• **Source data**

- - - - -

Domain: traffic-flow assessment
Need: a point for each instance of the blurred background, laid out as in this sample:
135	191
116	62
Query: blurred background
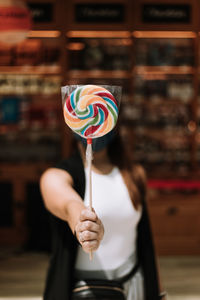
152	49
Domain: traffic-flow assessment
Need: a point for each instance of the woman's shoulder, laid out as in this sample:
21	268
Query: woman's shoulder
139	177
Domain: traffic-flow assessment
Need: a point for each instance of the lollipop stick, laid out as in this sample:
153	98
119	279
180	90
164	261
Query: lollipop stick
89	162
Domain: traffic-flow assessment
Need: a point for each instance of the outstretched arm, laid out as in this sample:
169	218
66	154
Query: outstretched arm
64	202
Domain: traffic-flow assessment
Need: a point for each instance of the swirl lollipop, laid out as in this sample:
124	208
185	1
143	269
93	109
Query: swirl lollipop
91	111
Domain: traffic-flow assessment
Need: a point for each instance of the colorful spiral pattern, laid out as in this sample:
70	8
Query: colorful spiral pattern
91	111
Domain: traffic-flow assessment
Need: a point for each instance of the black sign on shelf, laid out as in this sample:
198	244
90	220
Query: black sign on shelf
166	13
99	13
41	12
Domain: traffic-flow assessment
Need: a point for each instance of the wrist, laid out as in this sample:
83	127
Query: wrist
162	295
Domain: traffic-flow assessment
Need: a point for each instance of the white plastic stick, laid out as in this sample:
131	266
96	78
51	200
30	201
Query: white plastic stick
89	164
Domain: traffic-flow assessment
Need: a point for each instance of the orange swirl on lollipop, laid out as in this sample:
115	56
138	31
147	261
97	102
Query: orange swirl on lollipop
91	111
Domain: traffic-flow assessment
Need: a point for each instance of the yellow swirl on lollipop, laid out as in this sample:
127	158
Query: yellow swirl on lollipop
91	111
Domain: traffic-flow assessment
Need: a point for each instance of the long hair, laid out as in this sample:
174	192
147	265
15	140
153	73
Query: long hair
133	175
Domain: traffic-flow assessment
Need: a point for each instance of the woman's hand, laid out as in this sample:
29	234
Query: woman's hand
89	230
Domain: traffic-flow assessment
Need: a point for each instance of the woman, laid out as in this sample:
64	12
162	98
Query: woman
117	231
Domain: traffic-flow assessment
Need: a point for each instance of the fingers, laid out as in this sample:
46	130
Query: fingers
87	214
89	230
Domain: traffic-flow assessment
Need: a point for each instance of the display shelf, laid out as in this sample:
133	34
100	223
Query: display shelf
28	70
162	70
97	74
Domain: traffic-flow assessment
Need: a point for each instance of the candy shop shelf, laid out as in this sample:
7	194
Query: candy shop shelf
98	74
24	70
164	70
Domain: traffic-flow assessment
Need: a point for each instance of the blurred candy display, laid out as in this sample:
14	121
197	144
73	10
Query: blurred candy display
164	52
100	53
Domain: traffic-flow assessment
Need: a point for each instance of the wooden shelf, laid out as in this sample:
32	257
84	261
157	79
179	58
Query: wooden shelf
25	70
182	70
98	74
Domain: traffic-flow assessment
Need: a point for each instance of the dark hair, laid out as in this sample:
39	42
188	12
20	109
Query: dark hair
133	175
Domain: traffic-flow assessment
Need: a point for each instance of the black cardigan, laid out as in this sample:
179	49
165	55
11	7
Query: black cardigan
64	246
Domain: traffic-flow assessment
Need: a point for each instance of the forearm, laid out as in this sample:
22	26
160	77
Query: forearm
60	198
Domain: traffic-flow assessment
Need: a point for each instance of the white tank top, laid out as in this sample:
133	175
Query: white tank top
113	206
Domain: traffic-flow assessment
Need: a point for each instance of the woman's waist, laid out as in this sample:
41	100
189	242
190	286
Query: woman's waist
103	272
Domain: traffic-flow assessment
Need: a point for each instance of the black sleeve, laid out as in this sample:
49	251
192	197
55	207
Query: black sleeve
146	256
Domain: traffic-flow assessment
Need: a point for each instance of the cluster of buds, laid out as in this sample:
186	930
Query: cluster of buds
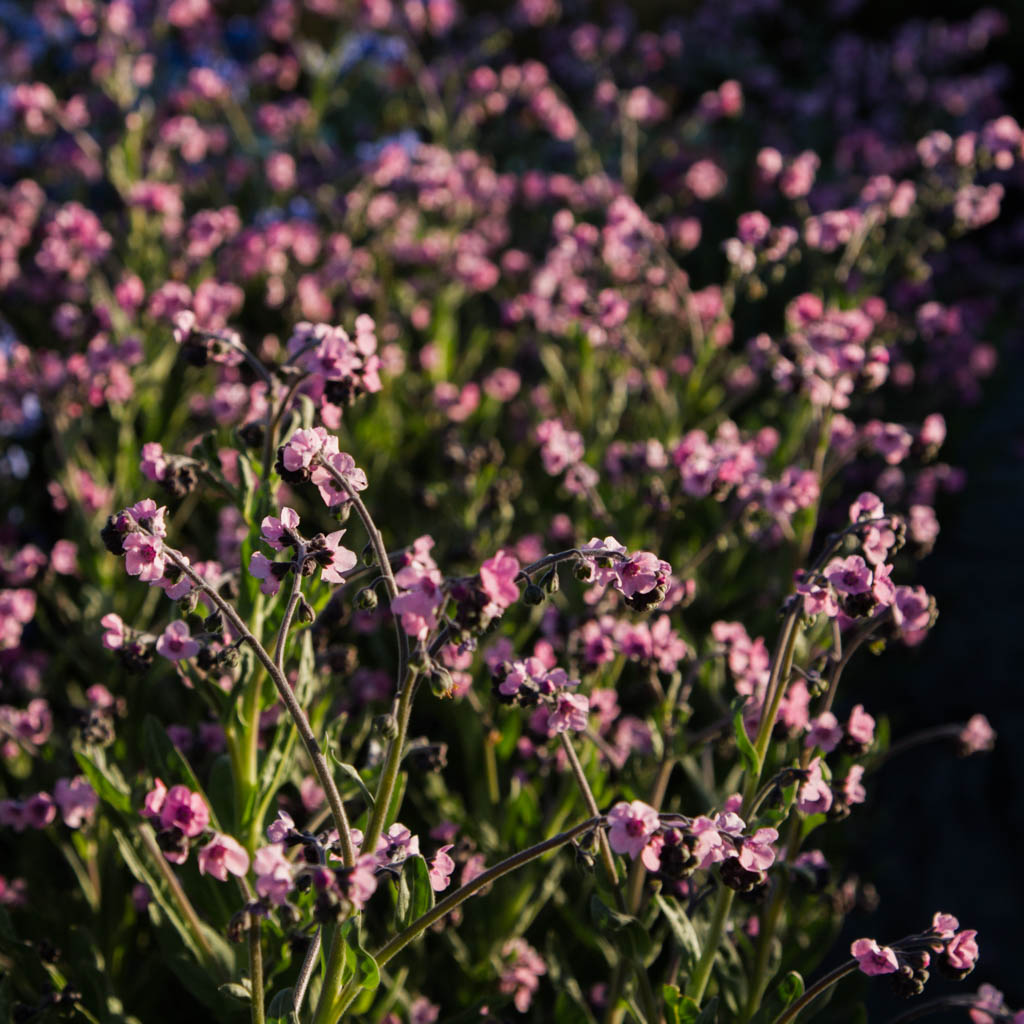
909	958
674	847
323	551
200	347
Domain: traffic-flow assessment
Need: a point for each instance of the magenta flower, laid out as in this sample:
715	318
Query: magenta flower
824	732
440	869
631	826
641	572
814	795
280	532
302	448
756	853
153	464
222	855
279	829
185	810
569	714
522	973
176	642
849	576
154	801
274	873
962	952
976	735
860	726
261	567
115	634
76	799
341	558
853	791
872	958
332	493
143	557
498	579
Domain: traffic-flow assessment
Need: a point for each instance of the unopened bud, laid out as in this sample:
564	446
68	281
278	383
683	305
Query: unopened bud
386	726
550	583
441	683
583	570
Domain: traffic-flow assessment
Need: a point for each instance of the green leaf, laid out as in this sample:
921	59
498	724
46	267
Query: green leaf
626	931
105	779
280	1011
352	772
416	877
682	928
239	991
281	1007
745	748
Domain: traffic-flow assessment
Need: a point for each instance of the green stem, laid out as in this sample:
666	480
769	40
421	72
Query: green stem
288	697
453	900
701	972
256	973
815	990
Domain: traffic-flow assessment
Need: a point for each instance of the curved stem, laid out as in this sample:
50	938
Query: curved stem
306	972
453	900
288	697
150	841
815	990
256	972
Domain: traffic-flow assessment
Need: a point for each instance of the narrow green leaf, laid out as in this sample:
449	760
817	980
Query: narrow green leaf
105	779
745	748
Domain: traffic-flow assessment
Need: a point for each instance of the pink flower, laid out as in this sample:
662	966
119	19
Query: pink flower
279	829
222	855
332	493
824	732
155	800
976	735
153	464
176	642
261	567
631	826
860	726
849	576
114	637
341	559
274	873
77	800
853	792
872	958
944	925
143	557
641	572
279	532
301	448
64	557
440	869
814	796
185	810
962	953
498	579
756	853
569	714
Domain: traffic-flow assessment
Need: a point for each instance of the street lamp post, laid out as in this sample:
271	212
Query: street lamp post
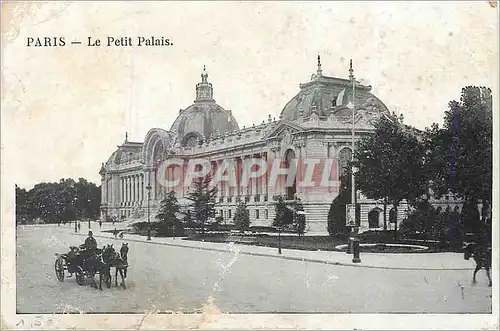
354	240
76	221
279	239
88	200
149	220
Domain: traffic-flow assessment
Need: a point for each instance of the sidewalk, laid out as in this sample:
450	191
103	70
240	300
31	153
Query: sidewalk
399	261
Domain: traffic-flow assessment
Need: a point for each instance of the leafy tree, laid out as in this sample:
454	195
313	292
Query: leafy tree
460	153
242	217
283	215
169	223
391	164
299	219
202	199
337	213
62	201
22	206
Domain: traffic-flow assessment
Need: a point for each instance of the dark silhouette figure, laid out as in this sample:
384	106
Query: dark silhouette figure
482	255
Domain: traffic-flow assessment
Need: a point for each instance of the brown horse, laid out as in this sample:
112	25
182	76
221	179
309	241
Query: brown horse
482	255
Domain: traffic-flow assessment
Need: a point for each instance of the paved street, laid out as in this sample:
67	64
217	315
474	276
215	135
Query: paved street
167	278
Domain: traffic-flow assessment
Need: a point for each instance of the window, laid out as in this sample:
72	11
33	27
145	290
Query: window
344	158
191	141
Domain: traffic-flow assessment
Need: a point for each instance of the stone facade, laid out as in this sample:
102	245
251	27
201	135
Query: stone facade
316	123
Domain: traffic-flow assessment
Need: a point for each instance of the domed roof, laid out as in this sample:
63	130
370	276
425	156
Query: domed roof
325	95
204	118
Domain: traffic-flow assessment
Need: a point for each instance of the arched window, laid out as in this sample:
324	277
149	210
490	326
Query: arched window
345	156
290	190
191	141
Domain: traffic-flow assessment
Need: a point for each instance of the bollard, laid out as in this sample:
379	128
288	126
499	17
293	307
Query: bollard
355	250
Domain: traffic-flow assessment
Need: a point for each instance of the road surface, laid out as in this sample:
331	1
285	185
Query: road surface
165	279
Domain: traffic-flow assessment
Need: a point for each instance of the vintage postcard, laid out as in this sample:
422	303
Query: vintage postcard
249	165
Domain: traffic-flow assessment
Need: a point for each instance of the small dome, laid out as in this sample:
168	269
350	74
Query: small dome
204	118
323	95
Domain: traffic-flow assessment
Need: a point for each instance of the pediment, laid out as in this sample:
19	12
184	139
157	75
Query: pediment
283	129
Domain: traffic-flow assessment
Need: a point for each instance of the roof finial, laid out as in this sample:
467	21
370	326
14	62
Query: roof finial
319	72
204	75
351	71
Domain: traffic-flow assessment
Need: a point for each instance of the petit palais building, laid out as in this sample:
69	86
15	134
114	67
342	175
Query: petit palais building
316	123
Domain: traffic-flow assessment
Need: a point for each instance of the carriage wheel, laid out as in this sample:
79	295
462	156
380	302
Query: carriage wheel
59	268
80	276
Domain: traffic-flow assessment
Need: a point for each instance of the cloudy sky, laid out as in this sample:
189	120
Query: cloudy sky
65	109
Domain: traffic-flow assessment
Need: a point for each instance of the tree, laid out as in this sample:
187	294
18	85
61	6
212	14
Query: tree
337	214
391	164
460	153
299	219
22	206
202	199
167	215
242	217
62	201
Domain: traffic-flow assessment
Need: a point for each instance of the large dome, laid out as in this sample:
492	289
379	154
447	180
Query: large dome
204	118
324	95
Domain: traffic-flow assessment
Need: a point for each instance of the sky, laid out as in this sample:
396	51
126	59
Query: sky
65	109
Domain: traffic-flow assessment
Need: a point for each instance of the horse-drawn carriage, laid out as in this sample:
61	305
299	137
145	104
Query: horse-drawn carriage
85	263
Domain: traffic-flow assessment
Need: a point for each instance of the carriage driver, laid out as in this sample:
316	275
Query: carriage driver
90	242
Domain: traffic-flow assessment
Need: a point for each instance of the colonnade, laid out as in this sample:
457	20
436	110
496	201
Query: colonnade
132	189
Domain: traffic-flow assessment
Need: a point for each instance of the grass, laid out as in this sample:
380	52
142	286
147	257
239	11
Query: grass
323	243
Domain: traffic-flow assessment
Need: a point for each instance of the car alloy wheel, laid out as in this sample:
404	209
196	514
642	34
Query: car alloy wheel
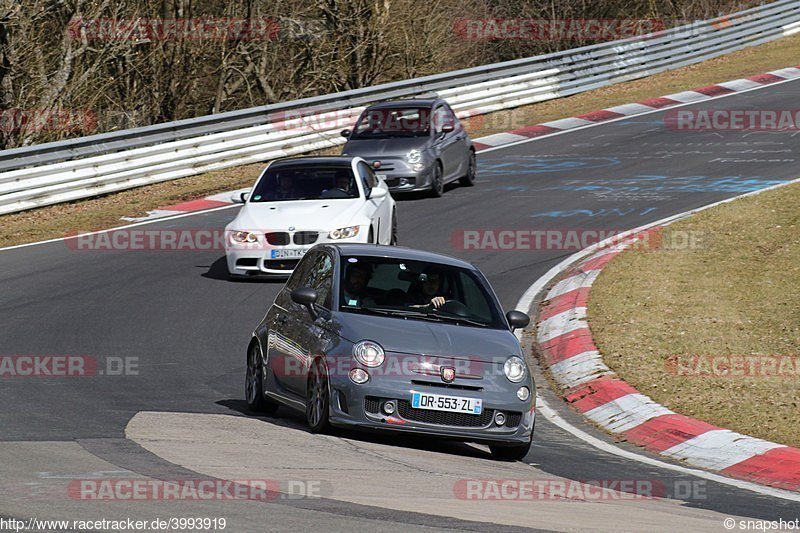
468	180
437	185
254	383
318	400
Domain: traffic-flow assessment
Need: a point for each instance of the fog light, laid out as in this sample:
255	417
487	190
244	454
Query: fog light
359	376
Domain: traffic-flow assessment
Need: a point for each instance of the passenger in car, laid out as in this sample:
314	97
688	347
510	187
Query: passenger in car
427	291
354	290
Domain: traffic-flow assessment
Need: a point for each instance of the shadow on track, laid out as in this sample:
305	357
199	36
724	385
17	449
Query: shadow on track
289	418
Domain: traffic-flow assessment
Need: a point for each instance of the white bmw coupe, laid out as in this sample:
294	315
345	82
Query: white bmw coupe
297	203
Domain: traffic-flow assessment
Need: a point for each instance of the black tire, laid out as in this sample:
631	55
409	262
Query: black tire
468	180
437	181
393	241
318	399
516	452
254	383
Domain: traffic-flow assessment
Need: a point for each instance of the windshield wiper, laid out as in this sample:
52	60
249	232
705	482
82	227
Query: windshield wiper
462	320
403	313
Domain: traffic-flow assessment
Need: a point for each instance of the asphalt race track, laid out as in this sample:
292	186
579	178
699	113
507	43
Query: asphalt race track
186	328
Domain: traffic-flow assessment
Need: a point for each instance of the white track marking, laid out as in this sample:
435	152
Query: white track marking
153	221
632	109
567	123
553	417
720	449
626	412
500	138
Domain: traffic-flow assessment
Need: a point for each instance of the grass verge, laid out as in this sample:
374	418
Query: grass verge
691	332
105	212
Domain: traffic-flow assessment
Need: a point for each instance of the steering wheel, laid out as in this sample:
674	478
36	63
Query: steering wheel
454	307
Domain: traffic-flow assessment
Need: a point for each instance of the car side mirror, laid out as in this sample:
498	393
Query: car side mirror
517	319
307	297
377	192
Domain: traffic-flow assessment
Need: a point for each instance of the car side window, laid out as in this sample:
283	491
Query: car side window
320	278
368	177
450	117
438	119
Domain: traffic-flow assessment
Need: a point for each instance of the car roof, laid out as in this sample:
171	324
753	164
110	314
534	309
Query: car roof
400	252
336	161
420	102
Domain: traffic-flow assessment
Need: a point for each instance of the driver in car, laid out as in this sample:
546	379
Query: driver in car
354	290
425	292
285	189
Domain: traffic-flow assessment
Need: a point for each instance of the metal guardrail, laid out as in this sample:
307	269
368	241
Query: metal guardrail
50	173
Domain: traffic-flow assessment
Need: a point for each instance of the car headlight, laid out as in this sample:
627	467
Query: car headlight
414	156
514	369
369	353
244	237
344	233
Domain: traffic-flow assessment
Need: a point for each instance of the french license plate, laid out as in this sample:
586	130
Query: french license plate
287	254
452	404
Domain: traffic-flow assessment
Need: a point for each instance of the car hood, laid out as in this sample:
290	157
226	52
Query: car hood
302	214
397	147
423	337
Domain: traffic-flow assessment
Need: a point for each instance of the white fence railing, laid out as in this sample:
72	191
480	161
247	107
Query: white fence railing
79	168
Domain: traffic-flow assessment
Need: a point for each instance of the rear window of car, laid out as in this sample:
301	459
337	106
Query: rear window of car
306	182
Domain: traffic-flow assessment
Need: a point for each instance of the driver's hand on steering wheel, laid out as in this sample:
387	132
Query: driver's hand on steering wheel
437	302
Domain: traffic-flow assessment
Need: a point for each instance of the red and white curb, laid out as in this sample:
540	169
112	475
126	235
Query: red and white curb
639	108
540	130
566	348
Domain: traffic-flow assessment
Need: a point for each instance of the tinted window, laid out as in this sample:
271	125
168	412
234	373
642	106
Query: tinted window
386	123
406	289
368	178
320	277
442	116
300	273
305	182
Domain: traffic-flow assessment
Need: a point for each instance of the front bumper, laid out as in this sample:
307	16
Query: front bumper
401	177
360	407
257	259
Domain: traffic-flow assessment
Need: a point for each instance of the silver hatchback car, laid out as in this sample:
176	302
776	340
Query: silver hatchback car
415	145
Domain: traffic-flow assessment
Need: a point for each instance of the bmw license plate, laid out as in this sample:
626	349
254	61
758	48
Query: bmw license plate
452	404
287	254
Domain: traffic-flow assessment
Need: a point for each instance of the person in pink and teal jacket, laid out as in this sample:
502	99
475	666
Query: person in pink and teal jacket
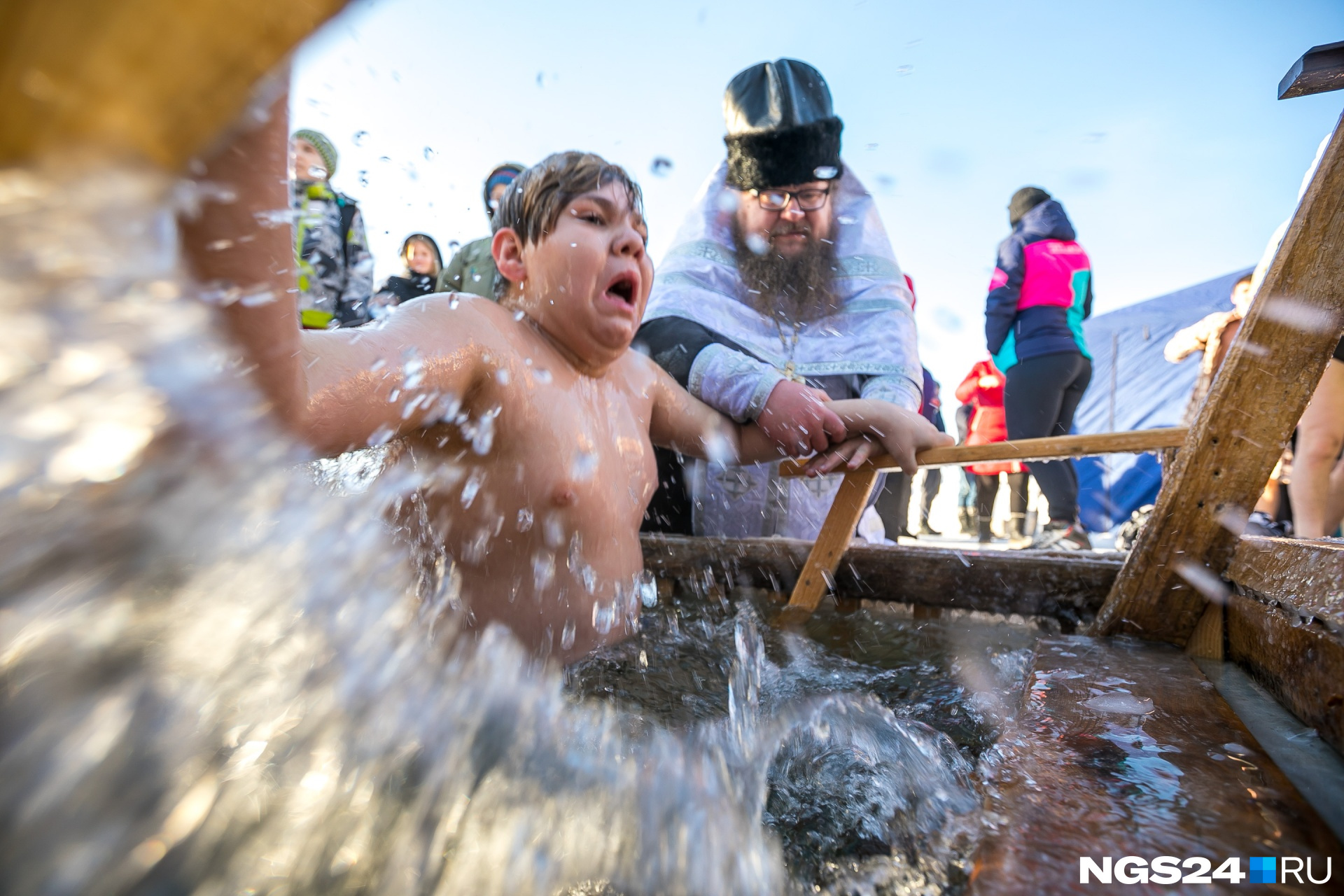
1040	296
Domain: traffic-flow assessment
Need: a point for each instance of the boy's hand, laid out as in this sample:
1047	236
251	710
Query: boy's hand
898	431
797	419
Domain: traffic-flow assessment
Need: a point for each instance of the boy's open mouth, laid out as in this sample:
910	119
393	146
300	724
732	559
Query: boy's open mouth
622	288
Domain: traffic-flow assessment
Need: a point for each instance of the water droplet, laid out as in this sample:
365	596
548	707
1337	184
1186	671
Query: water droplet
381	435
473	486
648	589
585	465
553	532
604	617
483	437
413	372
543	570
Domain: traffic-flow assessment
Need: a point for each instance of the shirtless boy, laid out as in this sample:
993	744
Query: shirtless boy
536	416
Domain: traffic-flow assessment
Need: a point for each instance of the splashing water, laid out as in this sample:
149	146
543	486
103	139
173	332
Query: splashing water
214	675
218	680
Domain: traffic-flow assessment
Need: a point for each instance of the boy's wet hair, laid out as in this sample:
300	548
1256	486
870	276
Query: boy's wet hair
536	199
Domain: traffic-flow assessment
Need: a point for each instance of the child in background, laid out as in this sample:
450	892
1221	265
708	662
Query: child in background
424	264
984	391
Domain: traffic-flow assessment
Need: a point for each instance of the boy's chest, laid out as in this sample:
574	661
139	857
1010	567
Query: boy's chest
581	447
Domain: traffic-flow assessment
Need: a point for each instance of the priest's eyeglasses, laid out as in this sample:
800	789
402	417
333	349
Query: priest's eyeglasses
809	199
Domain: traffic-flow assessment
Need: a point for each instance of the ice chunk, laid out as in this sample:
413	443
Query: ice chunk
1120	703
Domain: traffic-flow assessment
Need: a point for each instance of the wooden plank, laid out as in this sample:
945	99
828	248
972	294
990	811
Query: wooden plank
1208	640
1046	449
1307	577
1066	586
835	536
155	80
1260	393
1301	664
1082	774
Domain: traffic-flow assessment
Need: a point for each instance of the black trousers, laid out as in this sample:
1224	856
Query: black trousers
932	484
987	489
1040	400
892	504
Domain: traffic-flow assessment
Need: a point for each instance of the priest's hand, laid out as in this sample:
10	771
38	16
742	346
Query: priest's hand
797	419
878	425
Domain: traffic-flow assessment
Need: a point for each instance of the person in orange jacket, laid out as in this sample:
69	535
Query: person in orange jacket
984	391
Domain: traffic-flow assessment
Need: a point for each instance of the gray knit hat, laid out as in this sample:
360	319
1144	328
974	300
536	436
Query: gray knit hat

- - - - -

• **Work task**
How many lines in the records above contain the string "knit"? State the number and nothing more.

• **Solution to the exercise**
2